▸ **MATERIAL FOR THE TASK**
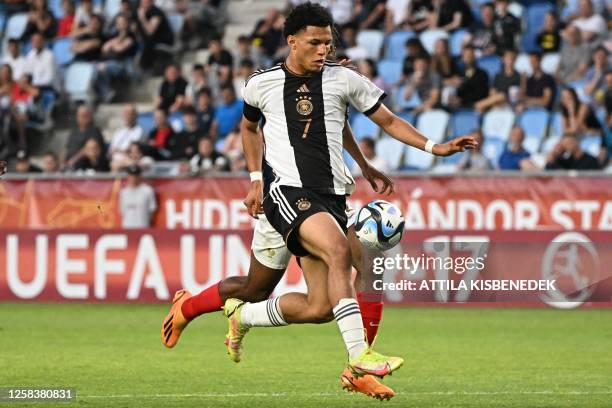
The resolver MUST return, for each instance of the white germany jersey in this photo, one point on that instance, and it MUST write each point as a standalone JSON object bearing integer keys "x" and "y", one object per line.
{"x": 303, "y": 118}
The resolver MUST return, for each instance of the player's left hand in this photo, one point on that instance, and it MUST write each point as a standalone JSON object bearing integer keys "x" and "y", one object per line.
{"x": 372, "y": 175}
{"x": 459, "y": 144}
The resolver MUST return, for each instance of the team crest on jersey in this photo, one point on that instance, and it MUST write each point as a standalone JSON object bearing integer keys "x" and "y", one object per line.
{"x": 303, "y": 204}
{"x": 304, "y": 106}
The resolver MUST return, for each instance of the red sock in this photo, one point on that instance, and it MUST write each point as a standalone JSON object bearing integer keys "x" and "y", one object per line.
{"x": 371, "y": 313}
{"x": 207, "y": 301}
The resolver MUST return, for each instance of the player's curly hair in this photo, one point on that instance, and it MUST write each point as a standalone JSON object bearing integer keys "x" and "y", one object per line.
{"x": 307, "y": 14}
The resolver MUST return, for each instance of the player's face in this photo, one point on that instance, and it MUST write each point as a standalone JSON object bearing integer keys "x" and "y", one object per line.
{"x": 310, "y": 47}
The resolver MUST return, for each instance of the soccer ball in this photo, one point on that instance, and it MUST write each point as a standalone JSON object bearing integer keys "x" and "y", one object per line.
{"x": 379, "y": 225}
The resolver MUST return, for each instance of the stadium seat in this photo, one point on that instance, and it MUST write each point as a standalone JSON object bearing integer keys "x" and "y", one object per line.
{"x": 371, "y": 40}
{"x": 146, "y": 120}
{"x": 62, "y": 51}
{"x": 395, "y": 48}
{"x": 391, "y": 150}
{"x": 497, "y": 124}
{"x": 464, "y": 122}
{"x": 535, "y": 123}
{"x": 523, "y": 65}
{"x": 591, "y": 144}
{"x": 550, "y": 62}
{"x": 364, "y": 127}
{"x": 429, "y": 37}
{"x": 456, "y": 42}
{"x": 390, "y": 71}
{"x": 492, "y": 149}
{"x": 433, "y": 123}
{"x": 78, "y": 81}
{"x": 491, "y": 64}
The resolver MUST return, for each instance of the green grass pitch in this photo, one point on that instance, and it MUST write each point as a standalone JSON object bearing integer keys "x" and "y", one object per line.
{"x": 112, "y": 356}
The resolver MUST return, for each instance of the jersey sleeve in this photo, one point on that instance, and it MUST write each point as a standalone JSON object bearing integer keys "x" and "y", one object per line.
{"x": 251, "y": 109}
{"x": 362, "y": 93}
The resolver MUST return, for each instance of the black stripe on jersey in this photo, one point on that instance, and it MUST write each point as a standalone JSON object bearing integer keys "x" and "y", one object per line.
{"x": 305, "y": 115}
{"x": 262, "y": 71}
{"x": 376, "y": 105}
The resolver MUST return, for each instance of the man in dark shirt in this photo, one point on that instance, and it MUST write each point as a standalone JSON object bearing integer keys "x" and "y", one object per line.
{"x": 567, "y": 155}
{"x": 172, "y": 91}
{"x": 183, "y": 145}
{"x": 474, "y": 84}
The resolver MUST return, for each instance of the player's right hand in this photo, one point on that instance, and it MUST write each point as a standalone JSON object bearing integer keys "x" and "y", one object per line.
{"x": 254, "y": 199}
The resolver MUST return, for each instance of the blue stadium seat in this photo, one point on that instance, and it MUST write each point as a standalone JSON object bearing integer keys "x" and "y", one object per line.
{"x": 146, "y": 120}
{"x": 372, "y": 41}
{"x": 390, "y": 71}
{"x": 62, "y": 51}
{"x": 363, "y": 127}
{"x": 395, "y": 48}
{"x": 464, "y": 122}
{"x": 535, "y": 123}
{"x": 491, "y": 64}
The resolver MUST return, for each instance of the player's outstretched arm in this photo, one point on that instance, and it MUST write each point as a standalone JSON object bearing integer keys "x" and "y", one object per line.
{"x": 252, "y": 145}
{"x": 369, "y": 172}
{"x": 408, "y": 134}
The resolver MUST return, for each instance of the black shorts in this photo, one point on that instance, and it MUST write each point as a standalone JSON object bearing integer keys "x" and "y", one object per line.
{"x": 287, "y": 207}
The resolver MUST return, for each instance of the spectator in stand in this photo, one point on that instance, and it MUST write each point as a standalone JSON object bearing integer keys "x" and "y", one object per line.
{"x": 208, "y": 159}
{"x": 85, "y": 130}
{"x": 137, "y": 203}
{"x": 40, "y": 62}
{"x": 196, "y": 84}
{"x": 423, "y": 88}
{"x": 370, "y": 14}
{"x": 473, "y": 86}
{"x": 474, "y": 160}
{"x": 205, "y": 110}
{"x": 125, "y": 136}
{"x": 154, "y": 30}
{"x": 159, "y": 136}
{"x": 540, "y": 88}
{"x": 506, "y": 27}
{"x": 595, "y": 76}
{"x": 450, "y": 15}
{"x": 368, "y": 147}
{"x": 575, "y": 57}
{"x": 483, "y": 32}
{"x": 117, "y": 52}
{"x": 172, "y": 91}
{"x": 549, "y": 39}
{"x": 577, "y": 118}
{"x": 88, "y": 45}
{"x": 506, "y": 85}
{"x": 40, "y": 20}
{"x": 183, "y": 145}
{"x": 514, "y": 152}
{"x": 414, "y": 48}
{"x": 14, "y": 58}
{"x": 419, "y": 16}
{"x": 134, "y": 156}
{"x": 66, "y": 22}
{"x": 568, "y": 155}
{"x": 592, "y": 26}
{"x": 50, "y": 162}
{"x": 93, "y": 158}
{"x": 228, "y": 114}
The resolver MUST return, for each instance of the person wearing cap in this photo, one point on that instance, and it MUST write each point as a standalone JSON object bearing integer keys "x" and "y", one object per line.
{"x": 137, "y": 202}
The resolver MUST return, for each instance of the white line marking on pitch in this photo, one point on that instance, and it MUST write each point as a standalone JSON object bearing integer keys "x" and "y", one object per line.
{"x": 268, "y": 395}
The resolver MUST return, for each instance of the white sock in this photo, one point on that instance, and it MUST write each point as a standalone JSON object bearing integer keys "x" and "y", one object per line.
{"x": 348, "y": 318}
{"x": 262, "y": 314}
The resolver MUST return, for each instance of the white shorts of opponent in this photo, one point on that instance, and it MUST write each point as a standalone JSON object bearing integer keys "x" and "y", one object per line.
{"x": 268, "y": 245}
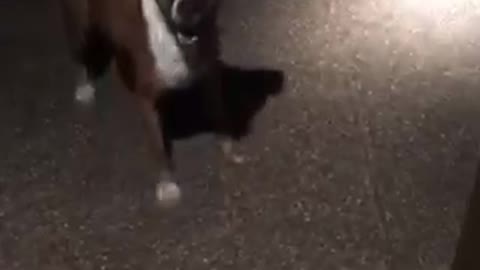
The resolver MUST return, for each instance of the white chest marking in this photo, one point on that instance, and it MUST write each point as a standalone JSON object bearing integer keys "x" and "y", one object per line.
{"x": 170, "y": 64}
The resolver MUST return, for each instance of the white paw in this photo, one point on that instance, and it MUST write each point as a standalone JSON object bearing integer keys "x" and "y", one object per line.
{"x": 85, "y": 93}
{"x": 168, "y": 193}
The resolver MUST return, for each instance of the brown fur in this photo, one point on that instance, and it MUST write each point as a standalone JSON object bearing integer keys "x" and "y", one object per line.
{"x": 100, "y": 31}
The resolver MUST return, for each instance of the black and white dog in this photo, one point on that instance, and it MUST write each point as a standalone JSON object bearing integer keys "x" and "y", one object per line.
{"x": 157, "y": 46}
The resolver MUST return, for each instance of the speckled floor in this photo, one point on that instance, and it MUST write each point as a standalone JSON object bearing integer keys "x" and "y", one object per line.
{"x": 366, "y": 160}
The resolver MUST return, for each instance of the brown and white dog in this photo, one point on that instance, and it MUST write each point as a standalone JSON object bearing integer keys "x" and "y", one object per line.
{"x": 157, "y": 46}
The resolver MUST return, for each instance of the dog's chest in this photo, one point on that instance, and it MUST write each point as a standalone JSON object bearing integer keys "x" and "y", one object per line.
{"x": 170, "y": 63}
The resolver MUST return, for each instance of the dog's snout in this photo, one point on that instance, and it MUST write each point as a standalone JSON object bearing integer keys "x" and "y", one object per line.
{"x": 188, "y": 13}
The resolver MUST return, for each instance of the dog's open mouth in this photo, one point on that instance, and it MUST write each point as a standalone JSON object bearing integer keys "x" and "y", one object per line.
{"x": 186, "y": 38}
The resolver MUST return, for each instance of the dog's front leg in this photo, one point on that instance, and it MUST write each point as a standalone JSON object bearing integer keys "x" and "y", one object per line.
{"x": 167, "y": 191}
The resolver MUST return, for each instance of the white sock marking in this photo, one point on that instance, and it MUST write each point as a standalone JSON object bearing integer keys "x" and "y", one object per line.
{"x": 85, "y": 91}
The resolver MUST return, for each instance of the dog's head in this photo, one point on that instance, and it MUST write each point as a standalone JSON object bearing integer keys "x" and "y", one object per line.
{"x": 189, "y": 17}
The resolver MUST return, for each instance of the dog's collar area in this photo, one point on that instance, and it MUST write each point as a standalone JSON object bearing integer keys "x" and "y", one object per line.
{"x": 186, "y": 39}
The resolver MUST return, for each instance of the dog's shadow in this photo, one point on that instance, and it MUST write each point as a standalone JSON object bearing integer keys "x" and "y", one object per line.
{"x": 186, "y": 113}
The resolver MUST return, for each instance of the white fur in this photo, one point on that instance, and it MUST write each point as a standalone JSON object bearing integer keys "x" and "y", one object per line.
{"x": 170, "y": 63}
{"x": 85, "y": 91}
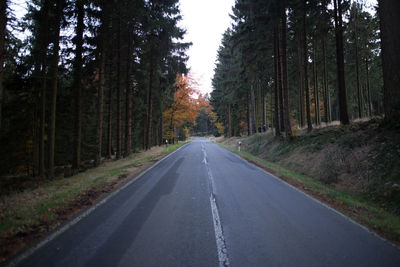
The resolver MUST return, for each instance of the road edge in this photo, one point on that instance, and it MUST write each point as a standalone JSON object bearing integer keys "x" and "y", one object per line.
{"x": 314, "y": 199}
{"x": 26, "y": 252}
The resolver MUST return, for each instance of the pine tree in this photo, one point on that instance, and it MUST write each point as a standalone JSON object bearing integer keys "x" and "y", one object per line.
{"x": 389, "y": 14}
{"x": 3, "y": 23}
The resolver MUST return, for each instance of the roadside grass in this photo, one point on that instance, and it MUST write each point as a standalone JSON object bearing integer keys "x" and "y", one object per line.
{"x": 353, "y": 205}
{"x": 39, "y": 210}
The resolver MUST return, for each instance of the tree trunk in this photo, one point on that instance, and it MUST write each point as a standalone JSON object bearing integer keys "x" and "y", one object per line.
{"x": 150, "y": 104}
{"x": 368, "y": 89}
{"x": 357, "y": 67}
{"x": 43, "y": 50}
{"x": 301, "y": 80}
{"x": 305, "y": 58}
{"x": 276, "y": 83}
{"x": 76, "y": 159}
{"x": 3, "y": 23}
{"x": 109, "y": 71}
{"x": 100, "y": 97}
{"x": 280, "y": 82}
{"x": 119, "y": 100}
{"x": 128, "y": 104}
{"x": 344, "y": 117}
{"x": 252, "y": 110}
{"x": 325, "y": 83}
{"x": 54, "y": 83}
{"x": 249, "y": 122}
{"x": 389, "y": 13}
{"x": 316, "y": 92}
{"x": 285, "y": 81}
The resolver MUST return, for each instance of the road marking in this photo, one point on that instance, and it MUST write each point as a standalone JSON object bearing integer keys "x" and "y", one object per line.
{"x": 314, "y": 199}
{"x": 28, "y": 252}
{"x": 219, "y": 236}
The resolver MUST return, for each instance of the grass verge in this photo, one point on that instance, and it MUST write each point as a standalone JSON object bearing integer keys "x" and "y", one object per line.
{"x": 354, "y": 206}
{"x": 28, "y": 215}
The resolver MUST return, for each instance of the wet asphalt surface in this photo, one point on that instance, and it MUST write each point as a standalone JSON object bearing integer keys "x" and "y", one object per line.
{"x": 165, "y": 219}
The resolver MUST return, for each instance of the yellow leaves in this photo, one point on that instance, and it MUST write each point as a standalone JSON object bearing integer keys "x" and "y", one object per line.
{"x": 185, "y": 107}
{"x": 220, "y": 127}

▸ **DIRECTIONS FOR THIS TASK**
Each line from the one containing "The resolver MUST return, for each instance of the pine" to the final line of the entries above must be returned exactly, and no other line may appear.

▸ **RESULT OF THE TASK**
The resolver MUST return, for each instance of the pine tree in this photo, one point on that instance, and it MUST write each point as a standalone JSON object bearing integer keys "x" and "y", one object per line.
{"x": 389, "y": 14}
{"x": 3, "y": 23}
The resolver MUST return, for each instance of the roadside grass in this photo, one point on that instance, and it MUST write each point as a standalone JSON object bearing integer keys "x" and "y", one object per line.
{"x": 353, "y": 205}
{"x": 39, "y": 210}
The resolver MUST return, for each instance of the tree trunk in this photo, one point on that instance, and it MUST write each point as a standalone JSON object bearing integer keys "x" and "y", one object per line.
{"x": 150, "y": 104}
{"x": 368, "y": 89}
{"x": 357, "y": 67}
{"x": 43, "y": 50}
{"x": 301, "y": 80}
{"x": 305, "y": 58}
{"x": 276, "y": 83}
{"x": 76, "y": 159}
{"x": 3, "y": 23}
{"x": 109, "y": 71}
{"x": 100, "y": 97}
{"x": 280, "y": 82}
{"x": 119, "y": 100}
{"x": 128, "y": 104}
{"x": 344, "y": 117}
{"x": 252, "y": 110}
{"x": 325, "y": 83}
{"x": 54, "y": 83}
{"x": 249, "y": 122}
{"x": 389, "y": 13}
{"x": 316, "y": 92}
{"x": 285, "y": 81}
The resolver MUST return, for each instance of the road marking in this photo, one point on that instance, and it MUST write each point as a standalone JSON object bearing integer keys "x" and "y", one object per line.
{"x": 314, "y": 199}
{"x": 28, "y": 252}
{"x": 219, "y": 236}
The resolver MUST return, for each instance of the grass verge in this photo, one point on that instance, and it MUST write each point as a standalone JSON object bearing integer keys "x" and "y", one object per line.
{"x": 354, "y": 206}
{"x": 28, "y": 215}
The resolver MUST return, for each instance of the wet asphalt surface in this photo, one point on that instance, and it MUST write each point as a standalone JSON object bearing integer keys "x" and "y", one object per line.
{"x": 165, "y": 219}
The resolver MUST return, for each instance of the yellow leaves in this photo, one point on that instance, and it MUST write each point as a standalone JSON object bearing integer keys "x" and "y", one object per line.
{"x": 185, "y": 107}
{"x": 220, "y": 127}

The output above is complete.